Stochastic parallel extreme artificial hydrocarbon networks: An implementation for fast and robust supervised machine learning in high-dimensional data

Abstract

Artificial hydrocarbon networks (AHN) – a supervised learning method inspired on organic chemical structures and mechanisms – have shown improvements in predictive power and interpretability in comparison with other well-known machine learning models. However, AHN are very time-consuming that are not able to deal with large data until now. In this paper, we introduce the stochastic parallel extreme artificial hydrocarbon networks (SPE-AHN), an algorithm for fast and robust training of supervised AHN models in high-dimensional data. This training method comprises a population-based meta-heuristic optimization with defined individual encoding and objective function related to the AHN-model, an implementation in parallel-computing, and a stochastic learning approach for consuming large data. We conducted three experiments with synthetic and real data sets to validate the training execution time and performance of the proposed algorithm. Experimental results demonstrated that the proposed SPE-AHN outperforms the original-AHN method, increasing the speed of training more than 10,000x times in the worst case scenario. Additionally, we present two case studies in real data sets for solar-panel deployment prediction (regression problem), and human falls and daily activities classification in healthcare monitoring systems (classification problem). These case studies showed that SPE-AHN improves the state-of-the-art machine learning models in both engineering problems. We anticipate our new training algorithm to be useful in many applications of AHN like robotics, finance, medical engineering, aerospace, and others, in which large amounts of data (e.g. big data) is essential.

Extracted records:
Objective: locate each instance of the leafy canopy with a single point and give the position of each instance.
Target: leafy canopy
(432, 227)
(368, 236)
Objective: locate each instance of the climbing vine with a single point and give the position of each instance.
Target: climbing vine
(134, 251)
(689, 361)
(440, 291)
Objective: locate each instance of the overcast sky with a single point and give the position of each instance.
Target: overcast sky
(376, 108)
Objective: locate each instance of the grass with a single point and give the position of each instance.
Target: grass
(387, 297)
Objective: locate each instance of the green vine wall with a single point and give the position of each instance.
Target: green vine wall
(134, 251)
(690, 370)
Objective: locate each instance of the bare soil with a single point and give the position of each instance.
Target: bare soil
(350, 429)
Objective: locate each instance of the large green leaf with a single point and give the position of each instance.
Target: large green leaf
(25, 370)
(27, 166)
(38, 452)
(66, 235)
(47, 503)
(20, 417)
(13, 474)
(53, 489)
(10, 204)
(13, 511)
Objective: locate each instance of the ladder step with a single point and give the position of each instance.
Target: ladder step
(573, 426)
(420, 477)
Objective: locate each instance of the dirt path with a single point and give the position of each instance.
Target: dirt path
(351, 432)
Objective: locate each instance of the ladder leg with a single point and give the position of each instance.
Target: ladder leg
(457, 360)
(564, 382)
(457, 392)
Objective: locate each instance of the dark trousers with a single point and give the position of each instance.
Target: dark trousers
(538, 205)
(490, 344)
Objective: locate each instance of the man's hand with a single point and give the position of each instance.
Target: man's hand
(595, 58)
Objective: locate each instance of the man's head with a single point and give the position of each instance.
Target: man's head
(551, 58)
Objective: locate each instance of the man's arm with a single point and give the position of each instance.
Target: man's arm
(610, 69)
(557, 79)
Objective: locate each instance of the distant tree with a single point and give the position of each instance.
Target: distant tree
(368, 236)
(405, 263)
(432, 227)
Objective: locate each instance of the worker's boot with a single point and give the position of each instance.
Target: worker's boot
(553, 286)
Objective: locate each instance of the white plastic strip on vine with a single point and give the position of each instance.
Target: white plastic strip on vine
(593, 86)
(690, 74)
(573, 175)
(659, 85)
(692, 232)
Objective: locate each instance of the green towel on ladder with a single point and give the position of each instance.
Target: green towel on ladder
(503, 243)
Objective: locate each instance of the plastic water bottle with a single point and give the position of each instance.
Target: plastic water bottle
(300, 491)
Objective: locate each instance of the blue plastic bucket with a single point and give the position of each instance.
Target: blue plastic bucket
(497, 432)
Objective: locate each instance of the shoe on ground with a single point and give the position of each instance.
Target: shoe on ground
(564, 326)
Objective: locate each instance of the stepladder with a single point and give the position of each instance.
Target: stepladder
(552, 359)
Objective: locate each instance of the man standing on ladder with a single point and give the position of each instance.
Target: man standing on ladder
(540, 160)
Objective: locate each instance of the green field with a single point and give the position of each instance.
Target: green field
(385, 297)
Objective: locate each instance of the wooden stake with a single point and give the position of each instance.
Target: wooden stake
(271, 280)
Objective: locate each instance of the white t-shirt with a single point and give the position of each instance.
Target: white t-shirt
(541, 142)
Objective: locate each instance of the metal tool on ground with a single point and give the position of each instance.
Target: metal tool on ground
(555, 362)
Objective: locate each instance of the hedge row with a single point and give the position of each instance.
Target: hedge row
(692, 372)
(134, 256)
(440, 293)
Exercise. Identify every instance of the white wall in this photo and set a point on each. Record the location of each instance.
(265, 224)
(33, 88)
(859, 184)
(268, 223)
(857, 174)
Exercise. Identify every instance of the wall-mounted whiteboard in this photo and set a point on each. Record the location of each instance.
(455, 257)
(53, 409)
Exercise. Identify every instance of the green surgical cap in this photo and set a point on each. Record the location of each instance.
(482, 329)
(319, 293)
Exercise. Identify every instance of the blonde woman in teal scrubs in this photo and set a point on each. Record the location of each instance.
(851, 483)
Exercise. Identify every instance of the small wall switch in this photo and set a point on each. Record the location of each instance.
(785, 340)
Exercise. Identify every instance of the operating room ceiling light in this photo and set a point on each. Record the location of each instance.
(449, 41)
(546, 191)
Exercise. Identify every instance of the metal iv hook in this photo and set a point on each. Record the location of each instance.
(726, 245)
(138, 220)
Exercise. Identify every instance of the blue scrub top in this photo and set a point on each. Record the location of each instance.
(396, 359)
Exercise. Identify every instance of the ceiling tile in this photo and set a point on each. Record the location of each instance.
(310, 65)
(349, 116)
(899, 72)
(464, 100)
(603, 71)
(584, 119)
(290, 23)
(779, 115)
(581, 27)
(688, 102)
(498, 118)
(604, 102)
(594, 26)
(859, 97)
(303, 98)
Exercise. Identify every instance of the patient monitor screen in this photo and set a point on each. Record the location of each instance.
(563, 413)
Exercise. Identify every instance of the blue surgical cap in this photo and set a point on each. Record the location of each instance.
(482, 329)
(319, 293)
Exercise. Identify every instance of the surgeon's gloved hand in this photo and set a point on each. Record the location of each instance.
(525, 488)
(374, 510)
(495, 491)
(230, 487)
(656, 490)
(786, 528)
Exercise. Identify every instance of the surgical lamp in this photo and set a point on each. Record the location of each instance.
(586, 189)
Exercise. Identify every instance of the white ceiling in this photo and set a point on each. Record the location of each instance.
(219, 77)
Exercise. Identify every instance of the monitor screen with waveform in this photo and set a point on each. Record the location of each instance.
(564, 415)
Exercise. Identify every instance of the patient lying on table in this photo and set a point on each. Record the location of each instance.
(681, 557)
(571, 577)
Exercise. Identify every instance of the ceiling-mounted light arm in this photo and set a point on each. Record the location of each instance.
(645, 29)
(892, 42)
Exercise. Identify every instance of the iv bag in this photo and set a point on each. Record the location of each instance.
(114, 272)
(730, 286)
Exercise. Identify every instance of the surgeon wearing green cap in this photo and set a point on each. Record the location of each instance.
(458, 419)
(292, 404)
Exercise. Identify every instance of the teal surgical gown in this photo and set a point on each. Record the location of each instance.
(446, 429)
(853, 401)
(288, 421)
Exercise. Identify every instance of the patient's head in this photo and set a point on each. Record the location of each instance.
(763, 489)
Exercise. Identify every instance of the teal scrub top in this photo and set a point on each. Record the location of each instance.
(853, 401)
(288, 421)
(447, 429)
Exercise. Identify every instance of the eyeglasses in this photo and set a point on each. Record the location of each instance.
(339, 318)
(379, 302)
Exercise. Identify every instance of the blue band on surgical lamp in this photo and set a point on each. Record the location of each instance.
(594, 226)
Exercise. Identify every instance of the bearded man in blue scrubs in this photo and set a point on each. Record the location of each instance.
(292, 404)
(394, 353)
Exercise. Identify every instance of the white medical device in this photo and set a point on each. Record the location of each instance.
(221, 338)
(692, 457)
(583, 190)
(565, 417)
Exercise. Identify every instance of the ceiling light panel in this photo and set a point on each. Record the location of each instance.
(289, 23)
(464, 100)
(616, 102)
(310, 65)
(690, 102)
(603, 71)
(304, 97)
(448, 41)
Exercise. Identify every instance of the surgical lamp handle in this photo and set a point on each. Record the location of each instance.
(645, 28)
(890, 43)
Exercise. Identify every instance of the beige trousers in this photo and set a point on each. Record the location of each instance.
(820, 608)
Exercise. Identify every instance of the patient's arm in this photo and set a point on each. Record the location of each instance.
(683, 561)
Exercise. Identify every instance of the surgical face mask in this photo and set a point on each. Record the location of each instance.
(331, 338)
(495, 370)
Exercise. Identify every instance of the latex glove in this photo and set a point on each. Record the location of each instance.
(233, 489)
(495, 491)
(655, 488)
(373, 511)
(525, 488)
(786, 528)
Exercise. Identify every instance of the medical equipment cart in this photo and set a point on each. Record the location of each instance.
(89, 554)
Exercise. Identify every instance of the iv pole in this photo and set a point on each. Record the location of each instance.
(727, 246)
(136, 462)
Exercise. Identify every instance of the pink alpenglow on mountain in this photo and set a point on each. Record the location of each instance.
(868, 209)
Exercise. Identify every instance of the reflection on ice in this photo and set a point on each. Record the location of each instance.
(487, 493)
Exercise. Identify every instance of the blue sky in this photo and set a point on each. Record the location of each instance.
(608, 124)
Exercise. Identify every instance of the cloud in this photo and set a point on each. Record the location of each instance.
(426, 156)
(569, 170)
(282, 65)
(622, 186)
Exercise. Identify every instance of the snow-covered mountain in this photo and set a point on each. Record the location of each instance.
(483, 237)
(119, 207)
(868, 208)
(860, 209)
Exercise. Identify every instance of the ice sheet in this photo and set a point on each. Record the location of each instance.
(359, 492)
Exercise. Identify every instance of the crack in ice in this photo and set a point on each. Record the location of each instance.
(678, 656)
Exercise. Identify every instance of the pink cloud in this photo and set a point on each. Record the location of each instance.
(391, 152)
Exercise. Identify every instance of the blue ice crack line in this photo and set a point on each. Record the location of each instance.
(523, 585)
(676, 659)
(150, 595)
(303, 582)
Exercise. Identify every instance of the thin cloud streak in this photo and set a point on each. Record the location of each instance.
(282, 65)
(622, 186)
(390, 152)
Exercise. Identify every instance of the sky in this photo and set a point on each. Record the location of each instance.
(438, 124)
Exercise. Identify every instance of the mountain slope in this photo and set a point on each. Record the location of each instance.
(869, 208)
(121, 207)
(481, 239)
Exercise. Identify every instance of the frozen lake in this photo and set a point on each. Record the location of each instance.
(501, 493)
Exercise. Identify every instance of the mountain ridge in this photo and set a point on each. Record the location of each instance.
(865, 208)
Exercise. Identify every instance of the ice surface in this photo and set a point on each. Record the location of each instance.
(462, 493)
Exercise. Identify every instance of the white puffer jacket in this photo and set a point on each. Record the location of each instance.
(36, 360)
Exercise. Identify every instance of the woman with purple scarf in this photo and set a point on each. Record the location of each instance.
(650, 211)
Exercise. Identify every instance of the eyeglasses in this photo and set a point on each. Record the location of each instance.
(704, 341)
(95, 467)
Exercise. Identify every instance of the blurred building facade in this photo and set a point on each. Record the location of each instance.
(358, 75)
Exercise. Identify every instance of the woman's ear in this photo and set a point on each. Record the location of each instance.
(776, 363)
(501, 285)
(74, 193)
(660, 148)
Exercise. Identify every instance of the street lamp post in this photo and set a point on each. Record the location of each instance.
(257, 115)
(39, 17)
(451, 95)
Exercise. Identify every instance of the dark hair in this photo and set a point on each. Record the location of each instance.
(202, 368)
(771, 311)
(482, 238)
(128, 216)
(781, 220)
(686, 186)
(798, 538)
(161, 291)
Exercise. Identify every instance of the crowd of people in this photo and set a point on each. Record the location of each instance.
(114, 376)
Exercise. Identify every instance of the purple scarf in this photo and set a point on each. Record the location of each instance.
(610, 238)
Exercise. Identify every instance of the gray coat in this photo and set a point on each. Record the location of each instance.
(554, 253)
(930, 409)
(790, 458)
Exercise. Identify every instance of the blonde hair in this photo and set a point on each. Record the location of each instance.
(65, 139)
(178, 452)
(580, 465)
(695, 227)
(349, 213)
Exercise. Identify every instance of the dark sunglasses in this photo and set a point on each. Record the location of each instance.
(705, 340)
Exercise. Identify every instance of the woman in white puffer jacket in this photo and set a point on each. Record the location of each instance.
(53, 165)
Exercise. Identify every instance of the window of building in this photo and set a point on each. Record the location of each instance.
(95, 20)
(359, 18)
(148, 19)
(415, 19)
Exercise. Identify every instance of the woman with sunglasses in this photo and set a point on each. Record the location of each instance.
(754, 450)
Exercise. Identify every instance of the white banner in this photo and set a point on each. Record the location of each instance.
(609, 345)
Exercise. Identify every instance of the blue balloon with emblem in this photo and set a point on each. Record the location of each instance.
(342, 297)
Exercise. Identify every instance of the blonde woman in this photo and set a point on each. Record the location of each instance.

Work task: According to the abstract, by how much does SPE-AHN increase training speed over the original AHN method? Please answer in one sentence. The data stands apart from the abstract and has no connection to it.

Solution to this task: SPE-AHN increases the speed of training more than 10,000x over the original AHN method, even in the worst case scenario.